PERMASALAHAN PEMERATAAN PENDIDIKAN DI INDONESIA
Pendidikan
merupakan suatu kegiatan yang bersifat umum bagi setiap manusia dimuka
bumi ini. Pendidikan tidak terlepas dari segala kegiatan manusia. Dalam
kondisi apapun manusia tidak dapat menolak efek dari penerapan
pendidikan. Pendidikan diambil dari kata dasar didik, yang ditambah
imbuhan menjadi mendidik. Mendidik berarti memlihara atau memberi
latihan mengenai akhlak dan kecerdasan pikiran.
Pada
makalah ini, akan dikaji hal-hal yang berhubungan dengan pendidikan
formal yang diselenggarakan di Indonesia. Pada dasarnya setiap kegiatan
yang dilakukan akan menimbulkan dua macam dampak yang saling
bertentangan. Kedua dampak itu adalah dampak positif dan dampak negatif.
Dampak positif adalah segala sesuatu yang merupakan harapan dari
pelaksanaan kegiatan tersebut, dengan kata lain dapat disebut sebagai
’Tujuan’. Sedangkan dampak negatif adalah segala sesuatu yang bukan
merupakan harapan dalam pelaksanaan kegitan tersebut, sehingga dapat
disebut sebagai hambatan atau masalah yang ditimbulkan.
Jika
peristiwa di atas dihubungkan dengan pendidikan, maka pelaksanaan
pendidikan akan menimbulkan dampak negatif yang disebut sebagai masalah
dan hambatan yang akan dihadapi. Hal ini akan lebih tepat bila disebut
sebagai permasalahan Pendidikan. Istilah permasalahan pendidikan
diterjemahkan dari bahasa inggris yaitu “problem“. Masalah adalah segala
sesuatu yang harus diselesaikan atau dipecahkan. Sedangkan kata
permasalahan berarti sesuatu yang dimasalahkan atau hal yang
dimasalahkan. Jadi Permasalahan pendidikan adalah segala-sesuatu hal
yang merupakan masalah dalam pelaksanaaan kegiatan pendidikan.
A. Masalah Umum Pendidikan di Indonesia
Permasalahan
Pendidikan Indonesia adalah segala macam bentuk masalah yang dihadapi
oleh program-program pendidikan di negara Indonesia. Seperti yang
diketahui dalam TAP MPR RI No. II/MPR/1993 dijelaskan bahwa program
utama pengembangan pendidikan di Indonesia adalah sebagai berikut.
a. Perluasan dan pemerataan kesempatan mengikuti pendidikan
b. Peningkatan mutu pendidikan
c. Peningkatan relevansi pendidikan
d. Peningkatan Efisiensi dan efektifitas pendidikan
e. Pengembangan kebudayaan
f. Pembinaan generasi muda
Adapun masalah yang dipandang sangat rumit dalam dunia pendidikan adalah sebagai berikut.

**DATA YANG DIBERIKAN**
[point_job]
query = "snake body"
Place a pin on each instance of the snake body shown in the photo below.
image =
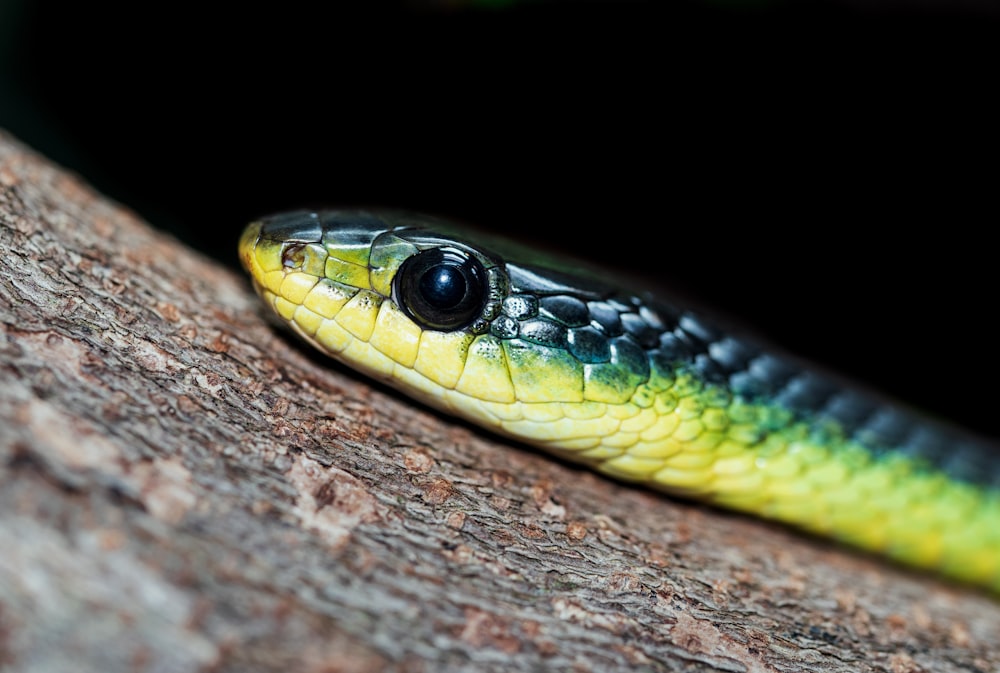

**TUGAS SINGKAT 1**
Menurut kutipan sumber, dari bahasa apa istilah permasalahan pendidikan diterjemahkan?
**TUGAS SINGKAT 2**
Tentukan apakah setiap pernyataan ini sesuai dengan kutipan sumber, lalu kutip kata-kata yang menentukannya: (a) dampak positif dapat disebut sebagai tujuan; (b) makalah itu mengkaji pendidikan nonformal di Indonesia; (c) program utama pengembangan pendidikan di Indonesia dijelaskan dalam TAP MPR RI No. II/MPR/1993.
Jawablah dengan berpedoman pada kutipan sumber saja.

**JAWABAN LENGKAP 1**
Istilah permasalahan pendidikan diterjemahkan dari bahasa Inggris, yaitu dari kata “problem”.

**JAWABAN LENGKAP 2**
(a) Ya: "dengan kata lain dapat disebut sebagai ’Tujuan’".
(b) Tidak: "akan dikaji hal-hal yang berhubungan dengan pendidikan formal yang diselenggarakan di Indonesia".
(c) Ya: "dalam TAP MPR RI No. II/MPR/1993 dijelaskan bahwa program utama pengembangan pendidikan di Indonesia".